*Exercise aim*: Scan the entries for the word "clicks", and copy every line where it appears.

*Data supplied*:
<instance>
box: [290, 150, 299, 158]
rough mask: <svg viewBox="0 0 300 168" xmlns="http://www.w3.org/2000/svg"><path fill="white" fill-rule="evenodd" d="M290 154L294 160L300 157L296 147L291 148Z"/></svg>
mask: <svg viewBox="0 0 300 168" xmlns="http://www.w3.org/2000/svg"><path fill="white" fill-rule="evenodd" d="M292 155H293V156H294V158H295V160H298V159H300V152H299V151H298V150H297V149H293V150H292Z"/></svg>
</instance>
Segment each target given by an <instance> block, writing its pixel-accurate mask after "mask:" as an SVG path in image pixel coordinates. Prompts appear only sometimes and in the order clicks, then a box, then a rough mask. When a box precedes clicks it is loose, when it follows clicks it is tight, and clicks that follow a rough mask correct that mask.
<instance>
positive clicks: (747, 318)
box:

*Exercise response*:
Segment each target given by an <instance> block, writing its pixel-accurate mask after "mask:" as an SVG path in image pixel coordinates. Prompts appear only sometimes and in the order clicks, then a box, then a rough mask. When a box precedes clicks it is loose, when it follows clicks it is tight, and clicks that follow a rough mask correct that mask.
positive clicks: (747, 318)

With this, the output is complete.